Data excerpts start

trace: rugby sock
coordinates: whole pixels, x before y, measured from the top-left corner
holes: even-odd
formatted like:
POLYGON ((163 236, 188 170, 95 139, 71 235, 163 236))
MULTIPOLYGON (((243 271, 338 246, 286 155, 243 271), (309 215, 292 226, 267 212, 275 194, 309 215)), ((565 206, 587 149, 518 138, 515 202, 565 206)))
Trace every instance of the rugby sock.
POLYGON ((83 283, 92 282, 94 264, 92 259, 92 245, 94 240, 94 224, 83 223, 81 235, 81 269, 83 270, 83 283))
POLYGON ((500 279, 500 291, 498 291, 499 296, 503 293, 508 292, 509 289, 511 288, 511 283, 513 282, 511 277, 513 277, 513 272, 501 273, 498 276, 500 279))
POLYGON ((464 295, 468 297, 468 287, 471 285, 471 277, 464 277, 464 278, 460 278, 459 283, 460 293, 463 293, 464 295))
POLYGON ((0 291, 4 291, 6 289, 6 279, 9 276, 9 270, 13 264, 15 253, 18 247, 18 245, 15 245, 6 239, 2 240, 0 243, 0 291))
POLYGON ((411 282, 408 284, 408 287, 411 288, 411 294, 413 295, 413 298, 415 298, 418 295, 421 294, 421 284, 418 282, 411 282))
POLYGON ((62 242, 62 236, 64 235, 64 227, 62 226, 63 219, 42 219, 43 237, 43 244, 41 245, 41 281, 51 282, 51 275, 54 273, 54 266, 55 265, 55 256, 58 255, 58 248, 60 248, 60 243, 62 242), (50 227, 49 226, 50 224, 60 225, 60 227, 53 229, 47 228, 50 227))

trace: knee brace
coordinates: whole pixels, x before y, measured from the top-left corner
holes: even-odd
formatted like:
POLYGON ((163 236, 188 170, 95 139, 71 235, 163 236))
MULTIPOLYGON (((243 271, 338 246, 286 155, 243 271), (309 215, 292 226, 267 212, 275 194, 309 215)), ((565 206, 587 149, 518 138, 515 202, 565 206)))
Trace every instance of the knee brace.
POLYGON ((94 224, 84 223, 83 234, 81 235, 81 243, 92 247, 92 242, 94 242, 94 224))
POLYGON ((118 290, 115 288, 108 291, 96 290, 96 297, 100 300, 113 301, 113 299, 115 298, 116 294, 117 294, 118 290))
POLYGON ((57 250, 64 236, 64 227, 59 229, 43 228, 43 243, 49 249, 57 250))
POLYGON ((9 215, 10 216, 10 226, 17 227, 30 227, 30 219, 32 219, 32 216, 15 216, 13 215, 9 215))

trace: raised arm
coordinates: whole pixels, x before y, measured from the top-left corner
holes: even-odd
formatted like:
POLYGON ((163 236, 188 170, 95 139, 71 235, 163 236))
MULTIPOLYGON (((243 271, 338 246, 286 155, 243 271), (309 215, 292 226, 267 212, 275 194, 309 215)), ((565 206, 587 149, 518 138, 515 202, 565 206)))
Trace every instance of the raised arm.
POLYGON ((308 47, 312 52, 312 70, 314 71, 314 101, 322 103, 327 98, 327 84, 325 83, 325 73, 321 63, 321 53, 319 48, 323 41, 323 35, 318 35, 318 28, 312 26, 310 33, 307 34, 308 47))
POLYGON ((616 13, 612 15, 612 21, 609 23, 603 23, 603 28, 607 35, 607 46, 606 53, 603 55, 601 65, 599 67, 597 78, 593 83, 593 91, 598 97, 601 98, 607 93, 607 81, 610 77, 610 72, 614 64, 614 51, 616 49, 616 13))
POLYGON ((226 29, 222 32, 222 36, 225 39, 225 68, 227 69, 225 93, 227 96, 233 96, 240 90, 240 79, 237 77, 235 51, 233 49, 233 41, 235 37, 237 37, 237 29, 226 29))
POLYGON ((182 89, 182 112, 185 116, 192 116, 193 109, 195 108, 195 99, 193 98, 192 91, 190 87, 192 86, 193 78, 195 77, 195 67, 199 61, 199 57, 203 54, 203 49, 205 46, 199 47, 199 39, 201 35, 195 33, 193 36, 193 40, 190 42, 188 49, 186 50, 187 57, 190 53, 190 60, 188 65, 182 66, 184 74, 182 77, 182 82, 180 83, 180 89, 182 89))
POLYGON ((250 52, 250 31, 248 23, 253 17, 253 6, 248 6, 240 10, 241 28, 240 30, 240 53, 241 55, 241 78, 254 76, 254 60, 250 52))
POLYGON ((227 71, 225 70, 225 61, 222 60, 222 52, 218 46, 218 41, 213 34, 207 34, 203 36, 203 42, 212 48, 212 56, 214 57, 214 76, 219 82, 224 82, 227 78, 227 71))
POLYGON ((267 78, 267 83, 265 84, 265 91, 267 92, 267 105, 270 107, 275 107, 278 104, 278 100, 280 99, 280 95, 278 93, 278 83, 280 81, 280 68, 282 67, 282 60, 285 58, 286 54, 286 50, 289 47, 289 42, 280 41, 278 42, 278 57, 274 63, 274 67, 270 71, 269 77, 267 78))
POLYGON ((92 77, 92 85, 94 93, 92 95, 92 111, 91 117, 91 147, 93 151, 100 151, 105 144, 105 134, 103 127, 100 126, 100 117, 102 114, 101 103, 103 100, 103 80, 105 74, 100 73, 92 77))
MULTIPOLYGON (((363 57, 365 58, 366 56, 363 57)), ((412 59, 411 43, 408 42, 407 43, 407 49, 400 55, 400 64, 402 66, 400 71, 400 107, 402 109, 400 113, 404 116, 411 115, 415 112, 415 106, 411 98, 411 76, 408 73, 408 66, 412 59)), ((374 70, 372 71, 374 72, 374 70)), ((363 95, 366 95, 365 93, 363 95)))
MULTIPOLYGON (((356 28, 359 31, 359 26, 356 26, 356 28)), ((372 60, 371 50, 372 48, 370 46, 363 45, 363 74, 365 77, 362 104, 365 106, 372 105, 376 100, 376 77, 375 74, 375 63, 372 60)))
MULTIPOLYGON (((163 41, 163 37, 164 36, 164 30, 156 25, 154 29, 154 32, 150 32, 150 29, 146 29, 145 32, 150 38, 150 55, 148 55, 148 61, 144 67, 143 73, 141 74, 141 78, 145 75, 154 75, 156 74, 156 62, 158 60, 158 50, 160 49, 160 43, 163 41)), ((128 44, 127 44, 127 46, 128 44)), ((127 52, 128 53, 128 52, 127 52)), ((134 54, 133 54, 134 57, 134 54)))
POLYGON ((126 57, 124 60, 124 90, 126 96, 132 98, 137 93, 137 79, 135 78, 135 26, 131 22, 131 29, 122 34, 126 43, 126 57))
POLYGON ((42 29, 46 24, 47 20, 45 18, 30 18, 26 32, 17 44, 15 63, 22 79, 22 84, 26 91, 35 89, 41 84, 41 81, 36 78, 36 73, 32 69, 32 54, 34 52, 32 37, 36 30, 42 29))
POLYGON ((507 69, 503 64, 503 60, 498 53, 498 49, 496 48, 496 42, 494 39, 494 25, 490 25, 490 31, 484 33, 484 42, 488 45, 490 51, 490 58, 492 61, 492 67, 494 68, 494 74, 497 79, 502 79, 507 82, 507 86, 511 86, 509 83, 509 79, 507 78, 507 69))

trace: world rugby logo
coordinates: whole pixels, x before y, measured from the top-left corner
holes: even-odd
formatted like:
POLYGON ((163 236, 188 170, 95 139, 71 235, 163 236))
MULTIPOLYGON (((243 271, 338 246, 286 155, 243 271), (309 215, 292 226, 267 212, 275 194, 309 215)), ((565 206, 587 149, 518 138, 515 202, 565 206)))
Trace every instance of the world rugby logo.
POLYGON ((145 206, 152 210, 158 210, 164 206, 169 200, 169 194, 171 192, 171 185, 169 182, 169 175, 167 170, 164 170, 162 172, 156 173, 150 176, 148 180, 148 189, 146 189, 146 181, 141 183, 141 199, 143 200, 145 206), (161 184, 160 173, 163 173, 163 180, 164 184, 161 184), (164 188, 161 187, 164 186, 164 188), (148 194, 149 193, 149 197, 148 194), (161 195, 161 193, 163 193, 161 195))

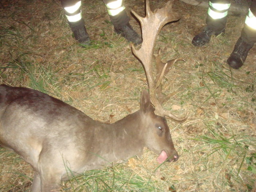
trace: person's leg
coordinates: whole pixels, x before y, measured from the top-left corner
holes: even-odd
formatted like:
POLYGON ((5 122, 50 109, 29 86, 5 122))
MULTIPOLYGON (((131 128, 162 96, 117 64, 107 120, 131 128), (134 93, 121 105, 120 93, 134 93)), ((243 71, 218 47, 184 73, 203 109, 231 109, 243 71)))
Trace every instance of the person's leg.
POLYGON ((253 0, 246 16, 241 36, 227 62, 238 69, 245 62, 248 52, 256 42, 256 0, 253 0))
POLYGON ((116 32, 135 44, 141 43, 141 38, 129 23, 130 18, 125 12, 122 0, 103 0, 103 1, 116 32))
POLYGON ((90 38, 85 27, 84 21, 82 18, 81 1, 61 0, 61 2, 75 38, 80 43, 88 44, 90 38))
POLYGON ((203 31, 193 38, 192 44, 200 47, 210 41, 212 35, 218 35, 224 33, 227 21, 229 0, 210 0, 206 18, 206 27, 203 31))

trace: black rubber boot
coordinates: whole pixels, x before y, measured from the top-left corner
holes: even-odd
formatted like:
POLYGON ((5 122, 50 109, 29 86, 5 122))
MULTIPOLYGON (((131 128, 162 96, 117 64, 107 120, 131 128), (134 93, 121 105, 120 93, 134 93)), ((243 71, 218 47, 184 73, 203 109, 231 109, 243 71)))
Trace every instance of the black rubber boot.
POLYGON ((115 27, 115 29, 116 33, 120 34, 128 42, 132 42, 135 45, 140 44, 142 42, 141 38, 129 23, 120 28, 117 28, 115 27))
POLYGON ((234 50, 228 59, 227 62, 229 66, 236 69, 241 67, 245 61, 249 51, 254 44, 249 44, 243 41, 240 37, 236 43, 234 50))
POLYGON ((218 31, 214 31, 210 27, 206 27, 203 31, 194 37, 192 40, 192 44, 196 47, 202 47, 210 42, 212 35, 217 36, 225 32, 225 28, 218 31))
POLYGON ((84 45, 90 44, 90 38, 84 26, 76 29, 73 32, 75 38, 80 44, 84 45))

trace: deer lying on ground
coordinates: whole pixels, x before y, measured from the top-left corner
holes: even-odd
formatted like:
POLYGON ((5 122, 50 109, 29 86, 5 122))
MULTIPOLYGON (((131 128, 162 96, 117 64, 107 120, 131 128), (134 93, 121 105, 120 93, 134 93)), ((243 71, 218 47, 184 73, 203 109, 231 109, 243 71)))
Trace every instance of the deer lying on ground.
POLYGON ((146 0, 146 10, 144 18, 133 12, 141 22, 143 40, 139 50, 133 46, 132 51, 143 65, 150 94, 142 91, 140 109, 134 113, 107 124, 38 91, 0 86, 0 145, 31 165, 35 171, 32 192, 57 190, 61 181, 69 179, 67 172, 74 175, 118 162, 141 153, 144 147, 159 154, 160 163, 178 160, 164 116, 180 122, 186 117, 164 110, 158 95, 164 74, 181 59, 157 64, 155 80, 151 65, 158 32, 178 19, 170 2, 152 12, 146 0))
POLYGON ((107 124, 38 91, 1 85, 0 145, 32 166, 32 192, 57 190, 69 174, 127 160, 144 147, 159 154, 159 163, 178 160, 166 119, 155 114, 146 90, 140 108, 107 124))

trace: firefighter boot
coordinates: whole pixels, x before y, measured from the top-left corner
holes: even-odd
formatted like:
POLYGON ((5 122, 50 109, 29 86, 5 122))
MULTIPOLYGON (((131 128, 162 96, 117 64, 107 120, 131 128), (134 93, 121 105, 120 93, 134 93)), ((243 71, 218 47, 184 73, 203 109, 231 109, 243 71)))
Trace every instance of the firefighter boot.
POLYGON ((140 44, 142 42, 141 38, 129 23, 119 28, 115 27, 115 29, 117 34, 120 34, 127 41, 132 42, 135 45, 140 44))
POLYGON ((84 26, 76 29, 73 32, 75 39, 80 44, 84 45, 90 44, 90 38, 84 26))
POLYGON ((225 28, 218 31, 214 31, 208 27, 206 27, 203 31, 194 37, 192 40, 192 44, 196 47, 202 47, 210 42, 212 35, 218 36, 224 34, 225 28))
POLYGON ((243 41, 241 37, 239 38, 236 43, 233 52, 227 60, 228 64, 234 68, 239 68, 245 61, 248 52, 253 44, 249 44, 243 41))

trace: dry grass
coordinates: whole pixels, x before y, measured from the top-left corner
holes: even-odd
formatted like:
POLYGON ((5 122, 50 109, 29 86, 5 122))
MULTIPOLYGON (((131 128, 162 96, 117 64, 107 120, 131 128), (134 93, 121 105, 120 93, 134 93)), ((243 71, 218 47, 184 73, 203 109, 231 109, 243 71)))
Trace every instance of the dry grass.
MULTIPOLYGON (((139 108, 147 86, 130 46, 115 34, 101 1, 83 1, 93 45, 83 48, 71 36, 57 1, 10 1, 0 13, 0 83, 31 87, 61 99, 94 119, 112 122, 139 108)), ((160 7, 163 2, 152 2, 160 7)), ((127 10, 144 13, 144 1, 126 1, 127 10)), ((140 158, 63 183, 69 191, 256 191, 256 47, 242 68, 225 60, 240 35, 244 16, 229 17, 225 36, 193 46, 206 9, 175 1, 181 19, 165 26, 157 39, 166 60, 182 57, 166 77, 172 97, 164 107, 178 115, 171 121, 179 161, 159 167, 147 149, 140 158)), ((131 23, 137 31, 138 23, 131 23)), ((28 191, 33 172, 16 154, 0 149, 0 192, 28 191)))

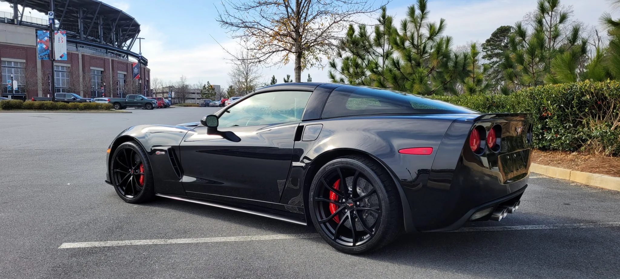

Data excerpts end

Exercise objective: Could you copy the stretch of the material from the line containing "trace: raised arm" through the line containing "POLYGON ((182 89, 182", both of those lines included, reproducing each line without any change?

The completed task:
trace: raised arm
coordinates: whole pixels, x before y, measured from the top-left corner
holes: even-odd
formatted like:
POLYGON ((163 236, 188 170, 95 139, 71 235, 163 236))
MULTIPOLYGON (((243 271, 338 246, 286 155, 243 271), (309 215, 292 226, 267 212, 275 194, 309 215)), ((565 206, 587 149, 518 138, 515 202, 565 206)))
Trace every instance of the raised arm.
POLYGON ((308 47, 312 52, 312 70, 314 71, 314 101, 322 103, 327 98, 327 84, 325 83, 325 73, 321 63, 321 53, 319 48, 323 41, 323 35, 318 35, 318 28, 312 26, 310 33, 307 34, 308 47))
POLYGON ((616 13, 612 15, 612 21, 609 23, 603 23, 603 28, 607 35, 607 46, 606 53, 603 55, 601 65, 599 67, 597 78, 593 83, 593 91, 598 97, 601 98, 607 93, 607 81, 610 77, 610 72, 614 64, 614 51, 616 49, 616 13))
POLYGON ((226 29, 222 32, 222 36, 225 39, 225 68, 227 69, 225 93, 227 96, 233 96, 240 90, 240 79, 237 77, 235 51, 233 49, 233 41, 235 37, 237 37, 237 29, 226 29))
POLYGON ((182 89, 182 112, 185 116, 192 116, 193 109, 195 108, 195 99, 193 98, 192 91, 190 87, 192 86, 193 78, 195 77, 195 67, 199 61, 199 57, 203 54, 203 49, 205 46, 199 47, 199 39, 201 35, 195 33, 193 36, 193 40, 190 42, 188 49, 186 50, 187 57, 190 53, 190 60, 188 65, 182 66, 184 74, 182 77, 182 82, 180 83, 180 89, 182 89))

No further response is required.